**Seitenausschnitt:**
*****

# Theoriefragen richtig beantwortet?



## javac- (8. Jun 2016)

Hallo, 

wir sollten ein paar Theoriefragen beantworten und ich bin mir bei ein paar nicht sicher. 

1)Was ist der Unterschied zwischen Array und List?
    Array hat feste größe Liste nicht

2) Wie kann man die Länge eines Arrays dynamisch ändern?
    k.A. indem ich eine Liste verwende?

3)Unterschied zwischen Aggregation und Komposition?
Aggregation: Teile können einzeln existieren|Ehepartner nach Scheidung
Komposition: Das eine kann nur mit dem anderen existieren|Stockwerk nur im Haus

4)Wann verwendet man “ static ”?
    Wenn man auf das Attribut/Methode auch zugreifen will ohne ein Objekt anzulegen

5)Was ist der Unterschied zwischen globalen und lokalen Variablen einer Klasse?
   Zugriff global über Klassenname z.b. Tier.getAnzah(), zugriff lokal über instanz z.b. kuh.getName()

6)Erkläre überschreiben und überladen. Kann man beides gleichzeitig?

*****

**Extrahierte Zeilen:**
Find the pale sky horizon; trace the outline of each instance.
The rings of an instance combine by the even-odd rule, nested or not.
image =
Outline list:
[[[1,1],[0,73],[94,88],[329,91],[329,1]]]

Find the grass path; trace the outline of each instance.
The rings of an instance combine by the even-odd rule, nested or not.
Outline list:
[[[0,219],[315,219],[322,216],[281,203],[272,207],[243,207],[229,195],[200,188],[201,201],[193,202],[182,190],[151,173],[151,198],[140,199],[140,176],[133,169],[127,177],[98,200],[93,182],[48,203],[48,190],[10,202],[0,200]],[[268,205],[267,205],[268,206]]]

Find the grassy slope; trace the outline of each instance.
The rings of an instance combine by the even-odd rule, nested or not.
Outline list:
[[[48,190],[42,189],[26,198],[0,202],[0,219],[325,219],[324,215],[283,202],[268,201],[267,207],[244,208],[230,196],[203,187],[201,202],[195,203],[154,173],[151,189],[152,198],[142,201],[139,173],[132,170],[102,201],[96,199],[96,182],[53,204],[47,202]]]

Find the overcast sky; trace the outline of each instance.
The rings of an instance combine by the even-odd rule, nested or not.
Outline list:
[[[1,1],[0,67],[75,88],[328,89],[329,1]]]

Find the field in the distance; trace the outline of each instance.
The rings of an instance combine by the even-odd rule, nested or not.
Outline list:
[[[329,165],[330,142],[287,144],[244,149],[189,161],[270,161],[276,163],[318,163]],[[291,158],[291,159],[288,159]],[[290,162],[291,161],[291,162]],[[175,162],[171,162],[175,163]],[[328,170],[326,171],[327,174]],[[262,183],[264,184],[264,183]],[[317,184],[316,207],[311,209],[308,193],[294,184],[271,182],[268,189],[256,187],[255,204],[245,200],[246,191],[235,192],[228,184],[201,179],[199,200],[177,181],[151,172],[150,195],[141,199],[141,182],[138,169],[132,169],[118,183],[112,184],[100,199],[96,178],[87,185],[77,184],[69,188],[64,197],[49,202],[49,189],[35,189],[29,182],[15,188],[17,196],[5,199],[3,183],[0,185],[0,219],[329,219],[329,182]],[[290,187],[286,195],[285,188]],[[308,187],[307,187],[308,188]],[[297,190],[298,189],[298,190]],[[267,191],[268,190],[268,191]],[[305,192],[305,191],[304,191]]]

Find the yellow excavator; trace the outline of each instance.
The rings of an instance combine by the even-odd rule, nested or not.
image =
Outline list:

*****

**Pflichtaufgabe 1:**
Welches Beispiel nennt der Forenbeitrag zu den Theoriefragen für Komposition?
**Pflichtaufgabe 2:**
Schreib bitte aus dem Forenbeitrag zu den Theoriefragen den Teil ab, der bei den Worten „1)Was ist der“ einsetzt und nach „Aggregation und Komposition?“ endet.

**Vollständige Antwort 1:**
Ein Stockwerk, das nur im Haus existiert.

**Vollständige Antwort 2:**
1)Was ist der Unterschied zwischen Array und List?
    Array hat feste größe Liste nicht

2) Wie kann man die Länge eines Arrays dynamisch ändern?
    k.A. indem ich eine Liste verwende?

3)Unterschied zwischen Aggregation und Komposition?